(Data excerpts)
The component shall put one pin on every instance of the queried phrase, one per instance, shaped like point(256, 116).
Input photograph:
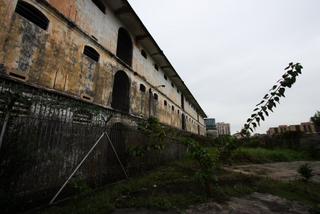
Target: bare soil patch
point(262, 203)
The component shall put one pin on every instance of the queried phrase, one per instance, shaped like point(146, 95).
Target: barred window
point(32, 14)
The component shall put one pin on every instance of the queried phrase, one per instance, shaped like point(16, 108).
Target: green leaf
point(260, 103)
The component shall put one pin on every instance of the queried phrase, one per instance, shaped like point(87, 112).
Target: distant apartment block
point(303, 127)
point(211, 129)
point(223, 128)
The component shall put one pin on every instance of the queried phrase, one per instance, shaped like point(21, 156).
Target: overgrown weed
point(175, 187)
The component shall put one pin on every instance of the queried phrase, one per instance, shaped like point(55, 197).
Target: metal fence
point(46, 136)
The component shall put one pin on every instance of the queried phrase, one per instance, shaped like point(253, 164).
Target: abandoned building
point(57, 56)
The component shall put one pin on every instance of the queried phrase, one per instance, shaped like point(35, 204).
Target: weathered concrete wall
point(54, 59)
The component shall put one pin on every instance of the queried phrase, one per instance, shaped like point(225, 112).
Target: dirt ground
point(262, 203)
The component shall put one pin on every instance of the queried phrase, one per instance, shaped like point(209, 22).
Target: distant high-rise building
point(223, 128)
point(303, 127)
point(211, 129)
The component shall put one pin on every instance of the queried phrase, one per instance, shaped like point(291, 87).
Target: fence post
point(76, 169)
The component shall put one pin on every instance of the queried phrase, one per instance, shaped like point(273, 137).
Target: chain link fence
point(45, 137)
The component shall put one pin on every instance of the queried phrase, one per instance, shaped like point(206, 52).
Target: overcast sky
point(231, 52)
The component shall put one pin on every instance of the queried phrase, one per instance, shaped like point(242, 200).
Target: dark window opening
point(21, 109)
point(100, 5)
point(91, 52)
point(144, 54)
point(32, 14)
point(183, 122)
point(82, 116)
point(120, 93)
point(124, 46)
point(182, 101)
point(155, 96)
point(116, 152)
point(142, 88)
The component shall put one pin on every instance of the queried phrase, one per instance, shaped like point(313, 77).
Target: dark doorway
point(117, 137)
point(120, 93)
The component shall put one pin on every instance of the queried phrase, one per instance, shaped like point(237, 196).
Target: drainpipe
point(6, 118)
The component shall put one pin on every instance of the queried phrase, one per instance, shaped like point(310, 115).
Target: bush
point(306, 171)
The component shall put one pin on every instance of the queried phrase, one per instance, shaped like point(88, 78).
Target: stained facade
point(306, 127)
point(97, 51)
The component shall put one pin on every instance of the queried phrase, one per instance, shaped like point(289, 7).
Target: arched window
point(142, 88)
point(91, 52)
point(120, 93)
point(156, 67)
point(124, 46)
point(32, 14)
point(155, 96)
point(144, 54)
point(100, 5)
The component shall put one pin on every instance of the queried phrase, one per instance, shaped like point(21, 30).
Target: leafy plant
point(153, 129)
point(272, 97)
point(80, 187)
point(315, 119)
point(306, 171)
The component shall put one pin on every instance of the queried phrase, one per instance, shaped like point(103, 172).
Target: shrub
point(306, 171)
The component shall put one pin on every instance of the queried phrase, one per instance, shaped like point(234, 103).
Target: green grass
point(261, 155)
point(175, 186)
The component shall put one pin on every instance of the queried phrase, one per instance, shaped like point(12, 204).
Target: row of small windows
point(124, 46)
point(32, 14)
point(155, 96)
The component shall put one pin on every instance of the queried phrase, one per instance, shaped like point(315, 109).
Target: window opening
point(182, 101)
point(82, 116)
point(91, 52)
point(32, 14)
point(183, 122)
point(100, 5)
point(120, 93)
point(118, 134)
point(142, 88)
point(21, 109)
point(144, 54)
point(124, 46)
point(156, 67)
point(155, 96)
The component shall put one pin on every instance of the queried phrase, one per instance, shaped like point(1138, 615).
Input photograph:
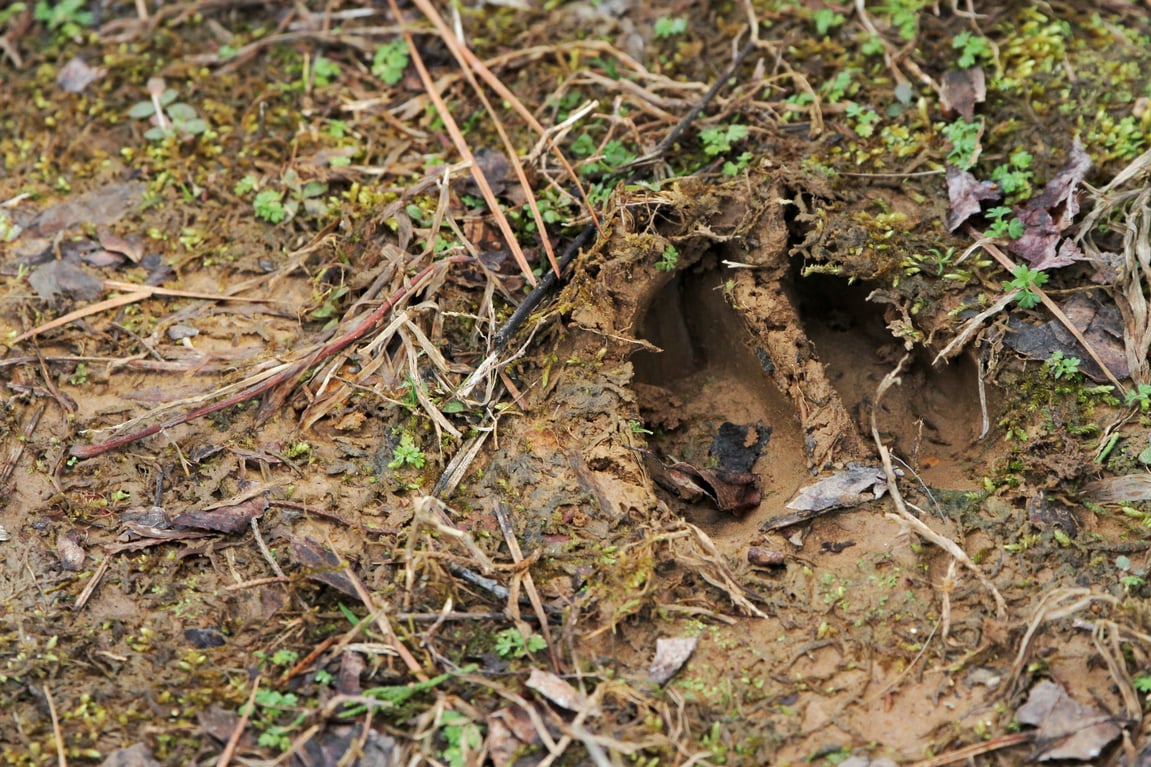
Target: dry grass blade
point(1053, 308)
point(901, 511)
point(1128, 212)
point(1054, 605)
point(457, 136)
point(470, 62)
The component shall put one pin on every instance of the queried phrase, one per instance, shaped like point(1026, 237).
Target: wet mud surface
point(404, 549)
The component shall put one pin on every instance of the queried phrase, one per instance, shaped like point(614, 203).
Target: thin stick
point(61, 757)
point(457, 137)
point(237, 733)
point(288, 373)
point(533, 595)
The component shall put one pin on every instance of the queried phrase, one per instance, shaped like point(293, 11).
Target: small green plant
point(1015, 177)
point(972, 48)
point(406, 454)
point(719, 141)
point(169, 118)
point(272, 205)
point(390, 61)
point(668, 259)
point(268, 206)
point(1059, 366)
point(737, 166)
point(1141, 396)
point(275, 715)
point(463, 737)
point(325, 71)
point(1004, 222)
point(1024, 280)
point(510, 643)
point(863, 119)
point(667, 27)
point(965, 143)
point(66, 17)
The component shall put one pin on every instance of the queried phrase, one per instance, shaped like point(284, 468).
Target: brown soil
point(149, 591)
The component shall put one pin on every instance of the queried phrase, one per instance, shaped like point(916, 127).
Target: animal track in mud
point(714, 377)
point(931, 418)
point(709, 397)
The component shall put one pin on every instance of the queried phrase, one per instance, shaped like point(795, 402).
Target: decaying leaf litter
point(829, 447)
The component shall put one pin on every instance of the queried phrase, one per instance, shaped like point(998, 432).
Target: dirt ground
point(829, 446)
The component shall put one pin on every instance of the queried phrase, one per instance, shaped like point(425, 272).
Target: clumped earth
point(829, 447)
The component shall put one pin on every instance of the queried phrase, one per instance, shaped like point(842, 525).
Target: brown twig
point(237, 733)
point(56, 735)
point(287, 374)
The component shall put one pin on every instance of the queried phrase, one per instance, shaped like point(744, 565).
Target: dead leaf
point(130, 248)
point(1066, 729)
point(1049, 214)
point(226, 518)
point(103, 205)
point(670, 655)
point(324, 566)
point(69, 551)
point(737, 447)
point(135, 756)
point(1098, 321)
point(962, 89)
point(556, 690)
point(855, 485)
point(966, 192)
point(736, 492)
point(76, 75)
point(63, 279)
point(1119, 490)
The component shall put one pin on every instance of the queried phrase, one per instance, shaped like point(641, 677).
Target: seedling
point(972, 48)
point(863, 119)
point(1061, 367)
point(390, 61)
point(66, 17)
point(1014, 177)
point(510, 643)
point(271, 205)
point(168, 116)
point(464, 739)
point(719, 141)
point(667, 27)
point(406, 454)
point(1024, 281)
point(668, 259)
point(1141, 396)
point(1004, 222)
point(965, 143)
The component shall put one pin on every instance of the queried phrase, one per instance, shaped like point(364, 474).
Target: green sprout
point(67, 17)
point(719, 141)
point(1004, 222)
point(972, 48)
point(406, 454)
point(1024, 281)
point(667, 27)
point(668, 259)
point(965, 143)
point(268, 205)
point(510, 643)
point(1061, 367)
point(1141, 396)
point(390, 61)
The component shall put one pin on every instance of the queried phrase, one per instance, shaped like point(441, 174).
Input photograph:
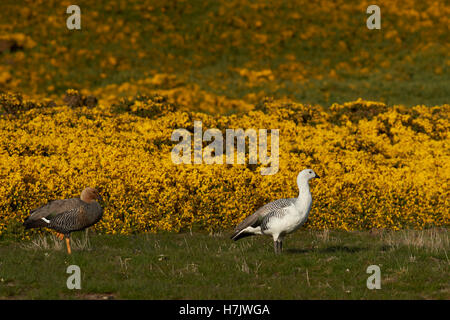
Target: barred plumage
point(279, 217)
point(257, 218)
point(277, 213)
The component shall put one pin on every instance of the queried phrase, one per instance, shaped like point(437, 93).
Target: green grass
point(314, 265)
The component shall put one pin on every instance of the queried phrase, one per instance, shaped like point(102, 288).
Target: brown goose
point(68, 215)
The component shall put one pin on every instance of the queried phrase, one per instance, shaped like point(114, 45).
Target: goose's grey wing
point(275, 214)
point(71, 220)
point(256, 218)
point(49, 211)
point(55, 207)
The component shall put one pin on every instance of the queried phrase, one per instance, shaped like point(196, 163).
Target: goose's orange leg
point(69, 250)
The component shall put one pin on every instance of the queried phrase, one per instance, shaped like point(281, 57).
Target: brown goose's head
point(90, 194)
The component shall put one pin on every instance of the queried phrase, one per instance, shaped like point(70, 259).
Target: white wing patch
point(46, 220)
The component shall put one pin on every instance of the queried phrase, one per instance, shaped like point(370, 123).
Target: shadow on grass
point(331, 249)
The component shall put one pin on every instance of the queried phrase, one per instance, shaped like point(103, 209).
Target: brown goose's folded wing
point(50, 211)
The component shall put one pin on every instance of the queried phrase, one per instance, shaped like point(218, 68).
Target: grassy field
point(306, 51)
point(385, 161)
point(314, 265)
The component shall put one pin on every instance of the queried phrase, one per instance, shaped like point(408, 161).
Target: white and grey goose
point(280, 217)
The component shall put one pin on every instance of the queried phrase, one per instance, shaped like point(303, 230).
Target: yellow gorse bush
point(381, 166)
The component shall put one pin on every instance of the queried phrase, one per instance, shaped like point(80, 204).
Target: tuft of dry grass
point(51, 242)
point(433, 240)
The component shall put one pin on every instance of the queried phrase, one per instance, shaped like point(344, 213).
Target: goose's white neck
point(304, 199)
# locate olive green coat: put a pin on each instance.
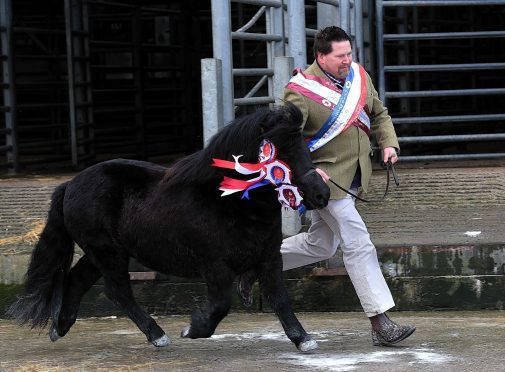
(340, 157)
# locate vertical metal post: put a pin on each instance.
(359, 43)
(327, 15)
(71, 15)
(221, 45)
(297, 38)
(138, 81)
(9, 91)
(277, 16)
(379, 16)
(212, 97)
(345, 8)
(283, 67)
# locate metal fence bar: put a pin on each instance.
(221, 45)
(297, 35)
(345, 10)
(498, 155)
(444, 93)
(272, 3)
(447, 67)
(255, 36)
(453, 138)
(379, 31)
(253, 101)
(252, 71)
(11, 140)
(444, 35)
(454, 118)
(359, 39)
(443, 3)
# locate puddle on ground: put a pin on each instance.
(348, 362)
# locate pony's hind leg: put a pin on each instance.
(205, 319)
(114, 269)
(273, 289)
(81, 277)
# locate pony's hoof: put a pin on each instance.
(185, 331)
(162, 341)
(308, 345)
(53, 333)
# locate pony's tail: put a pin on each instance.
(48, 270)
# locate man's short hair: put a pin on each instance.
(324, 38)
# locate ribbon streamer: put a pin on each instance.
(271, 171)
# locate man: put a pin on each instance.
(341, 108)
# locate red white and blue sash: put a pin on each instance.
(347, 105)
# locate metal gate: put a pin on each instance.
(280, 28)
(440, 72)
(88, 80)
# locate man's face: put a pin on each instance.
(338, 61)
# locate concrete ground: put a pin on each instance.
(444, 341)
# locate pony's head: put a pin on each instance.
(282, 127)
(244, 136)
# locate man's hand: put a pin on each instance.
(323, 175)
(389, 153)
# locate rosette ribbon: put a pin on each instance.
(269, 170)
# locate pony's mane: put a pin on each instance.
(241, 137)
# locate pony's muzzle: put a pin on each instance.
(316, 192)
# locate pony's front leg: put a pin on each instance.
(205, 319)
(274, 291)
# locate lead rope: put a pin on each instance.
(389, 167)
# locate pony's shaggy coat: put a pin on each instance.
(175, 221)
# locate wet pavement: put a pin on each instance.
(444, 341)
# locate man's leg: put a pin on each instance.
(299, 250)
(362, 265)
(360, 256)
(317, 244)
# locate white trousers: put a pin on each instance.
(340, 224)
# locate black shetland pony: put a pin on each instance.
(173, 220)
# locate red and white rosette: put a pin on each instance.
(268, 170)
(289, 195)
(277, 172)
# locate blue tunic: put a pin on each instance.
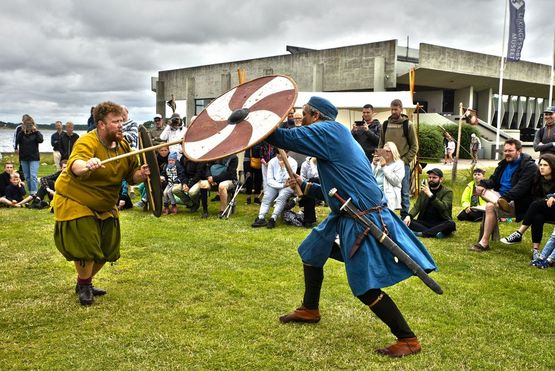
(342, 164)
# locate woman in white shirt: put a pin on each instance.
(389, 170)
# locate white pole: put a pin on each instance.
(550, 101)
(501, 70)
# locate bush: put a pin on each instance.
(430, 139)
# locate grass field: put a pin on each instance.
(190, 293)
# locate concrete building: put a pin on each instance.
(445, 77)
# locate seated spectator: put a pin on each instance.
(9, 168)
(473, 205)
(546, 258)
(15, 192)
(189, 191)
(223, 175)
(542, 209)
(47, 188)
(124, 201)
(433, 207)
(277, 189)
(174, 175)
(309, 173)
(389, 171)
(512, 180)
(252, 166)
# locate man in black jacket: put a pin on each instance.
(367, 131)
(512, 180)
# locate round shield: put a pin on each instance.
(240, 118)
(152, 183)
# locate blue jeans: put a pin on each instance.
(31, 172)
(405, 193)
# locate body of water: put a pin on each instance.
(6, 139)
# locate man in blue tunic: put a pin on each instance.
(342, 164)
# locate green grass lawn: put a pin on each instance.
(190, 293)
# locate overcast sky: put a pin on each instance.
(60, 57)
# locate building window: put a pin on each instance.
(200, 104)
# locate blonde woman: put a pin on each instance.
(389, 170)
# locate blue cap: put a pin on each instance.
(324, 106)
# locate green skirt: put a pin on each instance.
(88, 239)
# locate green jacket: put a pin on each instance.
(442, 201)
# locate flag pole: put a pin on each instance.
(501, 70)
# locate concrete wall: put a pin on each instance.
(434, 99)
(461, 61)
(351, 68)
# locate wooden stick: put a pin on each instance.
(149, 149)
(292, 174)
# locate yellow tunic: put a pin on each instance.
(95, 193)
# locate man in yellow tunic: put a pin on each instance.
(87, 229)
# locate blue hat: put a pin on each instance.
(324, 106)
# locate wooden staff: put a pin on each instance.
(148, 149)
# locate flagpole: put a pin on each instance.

ACTIVITY -
Your task is to restate, word for word, only those lines above that fall between the line holding "like point(16, 108)." and the line holding "like point(87, 112).", inclusive.

YOUR SOLUTION -
The component shall put one pin on every instance of the queried phrase, one per instance, shaped like point(16, 108).
Target: green leaf
point(260, 103)
The component shall put one pin on every instance of the queried phrase, one per instance, shaped like point(87, 112).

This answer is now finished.